- [WORK REQUIRED]: Copy every line from the one containing "Q: Put a point on each instance of the side" through the last line of the records below, both included, and nothing else.

- [SUPPLIED ENTRIES]:
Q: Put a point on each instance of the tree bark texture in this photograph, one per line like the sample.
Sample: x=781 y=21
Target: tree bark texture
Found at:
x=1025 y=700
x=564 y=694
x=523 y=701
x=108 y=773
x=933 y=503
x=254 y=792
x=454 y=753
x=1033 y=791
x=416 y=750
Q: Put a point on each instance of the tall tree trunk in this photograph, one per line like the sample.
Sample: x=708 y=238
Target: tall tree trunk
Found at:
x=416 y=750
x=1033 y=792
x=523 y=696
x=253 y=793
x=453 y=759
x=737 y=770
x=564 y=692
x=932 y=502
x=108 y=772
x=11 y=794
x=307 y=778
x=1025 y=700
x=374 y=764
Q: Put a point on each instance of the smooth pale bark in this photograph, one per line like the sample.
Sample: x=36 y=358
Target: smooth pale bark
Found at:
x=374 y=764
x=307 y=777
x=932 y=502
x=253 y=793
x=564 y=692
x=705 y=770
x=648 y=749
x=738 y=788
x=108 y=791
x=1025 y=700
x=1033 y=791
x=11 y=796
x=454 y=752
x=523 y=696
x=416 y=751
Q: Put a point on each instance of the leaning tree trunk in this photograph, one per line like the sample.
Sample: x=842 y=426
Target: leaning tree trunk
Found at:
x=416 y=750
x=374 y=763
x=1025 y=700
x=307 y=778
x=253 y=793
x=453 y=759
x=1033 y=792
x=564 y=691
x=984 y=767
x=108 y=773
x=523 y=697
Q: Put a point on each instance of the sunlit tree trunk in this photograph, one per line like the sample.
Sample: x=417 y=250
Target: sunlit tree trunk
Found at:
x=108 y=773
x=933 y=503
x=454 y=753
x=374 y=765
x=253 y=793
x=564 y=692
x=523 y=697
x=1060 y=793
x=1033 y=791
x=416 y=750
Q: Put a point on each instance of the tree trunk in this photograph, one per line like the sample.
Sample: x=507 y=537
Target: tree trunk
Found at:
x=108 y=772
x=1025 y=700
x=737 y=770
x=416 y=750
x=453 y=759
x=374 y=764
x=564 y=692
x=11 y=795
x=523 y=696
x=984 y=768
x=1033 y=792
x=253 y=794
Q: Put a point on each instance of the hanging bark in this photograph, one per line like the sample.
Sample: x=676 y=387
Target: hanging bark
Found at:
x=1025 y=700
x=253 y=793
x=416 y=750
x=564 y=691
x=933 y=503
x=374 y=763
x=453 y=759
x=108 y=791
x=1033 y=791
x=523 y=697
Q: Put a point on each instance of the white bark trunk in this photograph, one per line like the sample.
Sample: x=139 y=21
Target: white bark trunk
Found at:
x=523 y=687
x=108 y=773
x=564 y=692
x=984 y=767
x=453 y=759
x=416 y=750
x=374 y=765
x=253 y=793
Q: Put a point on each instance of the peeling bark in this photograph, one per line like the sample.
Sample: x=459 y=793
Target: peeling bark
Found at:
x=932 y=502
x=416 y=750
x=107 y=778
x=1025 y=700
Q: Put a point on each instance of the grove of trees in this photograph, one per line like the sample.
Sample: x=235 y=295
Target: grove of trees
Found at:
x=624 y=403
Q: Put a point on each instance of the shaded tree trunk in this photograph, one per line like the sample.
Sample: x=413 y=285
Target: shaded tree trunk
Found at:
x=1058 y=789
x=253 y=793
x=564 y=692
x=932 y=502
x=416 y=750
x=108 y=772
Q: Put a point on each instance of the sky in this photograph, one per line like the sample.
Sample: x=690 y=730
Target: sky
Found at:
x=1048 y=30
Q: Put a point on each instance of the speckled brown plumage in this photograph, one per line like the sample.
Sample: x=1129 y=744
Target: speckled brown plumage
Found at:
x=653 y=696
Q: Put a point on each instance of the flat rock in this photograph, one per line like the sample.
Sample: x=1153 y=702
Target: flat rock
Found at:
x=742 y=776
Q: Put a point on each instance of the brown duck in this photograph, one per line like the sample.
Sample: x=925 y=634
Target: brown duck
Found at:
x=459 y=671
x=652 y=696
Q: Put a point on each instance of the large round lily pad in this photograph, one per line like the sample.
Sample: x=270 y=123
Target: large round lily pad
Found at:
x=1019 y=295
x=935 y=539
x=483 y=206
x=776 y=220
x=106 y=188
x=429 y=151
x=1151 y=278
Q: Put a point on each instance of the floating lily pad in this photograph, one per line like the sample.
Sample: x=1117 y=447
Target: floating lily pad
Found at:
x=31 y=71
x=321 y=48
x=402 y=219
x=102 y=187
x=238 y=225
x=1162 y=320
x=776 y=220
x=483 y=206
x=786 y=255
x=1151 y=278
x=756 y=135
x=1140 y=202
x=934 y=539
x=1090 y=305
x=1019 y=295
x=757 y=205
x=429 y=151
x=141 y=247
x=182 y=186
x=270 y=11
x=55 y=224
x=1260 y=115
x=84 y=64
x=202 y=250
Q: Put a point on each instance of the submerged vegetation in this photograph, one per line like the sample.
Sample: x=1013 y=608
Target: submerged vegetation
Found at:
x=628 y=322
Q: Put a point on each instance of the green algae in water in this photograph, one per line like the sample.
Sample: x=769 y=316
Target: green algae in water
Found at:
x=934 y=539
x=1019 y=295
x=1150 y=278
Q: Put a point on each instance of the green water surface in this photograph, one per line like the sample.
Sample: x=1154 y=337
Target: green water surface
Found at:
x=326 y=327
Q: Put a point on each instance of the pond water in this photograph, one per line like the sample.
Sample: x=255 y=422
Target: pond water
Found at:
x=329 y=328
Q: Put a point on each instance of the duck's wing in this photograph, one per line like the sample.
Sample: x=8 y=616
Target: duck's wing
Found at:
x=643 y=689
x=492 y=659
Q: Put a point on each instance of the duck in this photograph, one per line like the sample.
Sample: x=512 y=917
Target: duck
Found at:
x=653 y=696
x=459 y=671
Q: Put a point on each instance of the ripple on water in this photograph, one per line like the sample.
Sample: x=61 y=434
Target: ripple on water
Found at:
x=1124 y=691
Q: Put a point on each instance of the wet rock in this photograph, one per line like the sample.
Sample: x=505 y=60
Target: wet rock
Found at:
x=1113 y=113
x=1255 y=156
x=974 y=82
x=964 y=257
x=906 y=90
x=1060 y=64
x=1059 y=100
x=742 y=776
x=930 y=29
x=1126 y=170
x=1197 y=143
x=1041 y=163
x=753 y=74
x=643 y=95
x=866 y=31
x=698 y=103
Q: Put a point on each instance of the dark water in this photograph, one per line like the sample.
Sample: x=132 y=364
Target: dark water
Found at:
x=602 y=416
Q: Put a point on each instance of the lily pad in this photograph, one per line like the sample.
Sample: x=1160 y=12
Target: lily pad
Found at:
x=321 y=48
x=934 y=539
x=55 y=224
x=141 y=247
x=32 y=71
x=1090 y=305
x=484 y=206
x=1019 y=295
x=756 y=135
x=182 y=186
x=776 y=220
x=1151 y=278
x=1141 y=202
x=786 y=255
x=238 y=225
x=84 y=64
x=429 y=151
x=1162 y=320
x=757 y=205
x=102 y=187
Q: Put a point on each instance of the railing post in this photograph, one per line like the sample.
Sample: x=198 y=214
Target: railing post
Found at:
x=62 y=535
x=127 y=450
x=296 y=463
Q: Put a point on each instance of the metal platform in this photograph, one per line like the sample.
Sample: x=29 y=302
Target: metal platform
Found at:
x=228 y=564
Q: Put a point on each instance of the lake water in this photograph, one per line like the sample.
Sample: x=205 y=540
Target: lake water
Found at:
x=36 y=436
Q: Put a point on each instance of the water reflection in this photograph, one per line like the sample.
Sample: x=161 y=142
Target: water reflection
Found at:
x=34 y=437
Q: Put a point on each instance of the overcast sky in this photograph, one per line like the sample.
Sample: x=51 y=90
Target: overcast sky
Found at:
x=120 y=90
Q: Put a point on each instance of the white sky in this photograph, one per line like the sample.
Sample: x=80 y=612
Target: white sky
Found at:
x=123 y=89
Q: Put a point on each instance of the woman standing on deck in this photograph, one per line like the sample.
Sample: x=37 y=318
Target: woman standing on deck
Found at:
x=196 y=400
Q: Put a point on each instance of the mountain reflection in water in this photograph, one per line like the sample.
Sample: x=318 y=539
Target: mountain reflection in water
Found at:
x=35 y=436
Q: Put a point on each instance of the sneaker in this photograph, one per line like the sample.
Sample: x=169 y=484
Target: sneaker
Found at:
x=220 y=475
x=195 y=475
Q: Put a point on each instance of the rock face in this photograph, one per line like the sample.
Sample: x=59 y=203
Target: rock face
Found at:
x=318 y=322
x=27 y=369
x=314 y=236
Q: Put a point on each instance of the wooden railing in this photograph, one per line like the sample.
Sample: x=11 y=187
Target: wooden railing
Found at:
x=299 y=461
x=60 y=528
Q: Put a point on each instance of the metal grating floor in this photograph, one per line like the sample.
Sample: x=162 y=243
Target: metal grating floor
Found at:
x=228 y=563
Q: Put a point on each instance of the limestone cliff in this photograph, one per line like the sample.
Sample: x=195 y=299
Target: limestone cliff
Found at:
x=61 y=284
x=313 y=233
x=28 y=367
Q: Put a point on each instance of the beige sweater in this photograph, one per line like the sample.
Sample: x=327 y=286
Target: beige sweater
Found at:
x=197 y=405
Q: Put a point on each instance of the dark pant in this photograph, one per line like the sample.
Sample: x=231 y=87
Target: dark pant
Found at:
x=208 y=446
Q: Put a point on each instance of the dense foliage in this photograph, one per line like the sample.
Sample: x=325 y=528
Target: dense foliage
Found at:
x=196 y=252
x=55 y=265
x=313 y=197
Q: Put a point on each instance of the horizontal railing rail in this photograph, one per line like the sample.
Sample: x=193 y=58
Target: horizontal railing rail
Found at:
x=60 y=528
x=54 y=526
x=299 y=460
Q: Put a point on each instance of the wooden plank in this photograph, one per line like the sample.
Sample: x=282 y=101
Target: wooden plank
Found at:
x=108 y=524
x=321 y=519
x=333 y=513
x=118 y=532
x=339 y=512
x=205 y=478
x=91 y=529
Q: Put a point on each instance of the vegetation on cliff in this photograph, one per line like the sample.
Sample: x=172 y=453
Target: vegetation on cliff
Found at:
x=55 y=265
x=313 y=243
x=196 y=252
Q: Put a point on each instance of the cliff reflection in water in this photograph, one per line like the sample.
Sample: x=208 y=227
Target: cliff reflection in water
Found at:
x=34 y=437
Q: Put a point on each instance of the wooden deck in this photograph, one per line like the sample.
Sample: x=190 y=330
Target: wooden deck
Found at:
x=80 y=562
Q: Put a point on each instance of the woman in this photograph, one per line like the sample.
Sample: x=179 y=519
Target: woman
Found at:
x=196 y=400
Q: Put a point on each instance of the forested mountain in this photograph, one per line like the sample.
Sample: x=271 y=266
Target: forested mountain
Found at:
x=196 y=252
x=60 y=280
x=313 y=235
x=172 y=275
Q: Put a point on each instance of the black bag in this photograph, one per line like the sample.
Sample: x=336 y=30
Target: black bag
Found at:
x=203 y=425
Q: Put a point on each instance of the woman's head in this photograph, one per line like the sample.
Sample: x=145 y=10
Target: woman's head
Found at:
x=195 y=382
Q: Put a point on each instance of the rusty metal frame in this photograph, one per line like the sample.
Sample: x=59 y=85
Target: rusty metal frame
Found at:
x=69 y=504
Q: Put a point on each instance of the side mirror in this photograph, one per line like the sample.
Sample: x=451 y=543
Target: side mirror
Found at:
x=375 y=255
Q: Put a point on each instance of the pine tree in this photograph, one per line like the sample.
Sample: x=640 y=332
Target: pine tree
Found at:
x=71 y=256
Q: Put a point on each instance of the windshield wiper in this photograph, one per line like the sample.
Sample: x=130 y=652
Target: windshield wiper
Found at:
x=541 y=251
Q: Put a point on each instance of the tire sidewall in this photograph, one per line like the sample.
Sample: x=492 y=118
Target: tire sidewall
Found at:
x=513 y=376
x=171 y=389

- [SOLVED PROBLEM]:
Q: Put a point on each instance of the side mirror in this photograph, one per line like the sample.
Sample: x=451 y=543
Target: side mirror
Found at:
x=375 y=255
Q: Put a point on each instance of the pine tree in this photograph, one per line like the sample.
Sample: x=640 y=332
Target: pine tree
Found at:
x=71 y=256
Q: Put a point on each instance of the windshield wiper in this photograph, one per line like the sample.
Sample: x=130 y=652
Target: windshield wiper
Found at:
x=541 y=251
Q: Put a point on each instance of the tire sidewall in this photograph, one per line like the sample.
Sample: x=492 y=118
Target: tire sidewall
Found at:
x=513 y=376
x=171 y=389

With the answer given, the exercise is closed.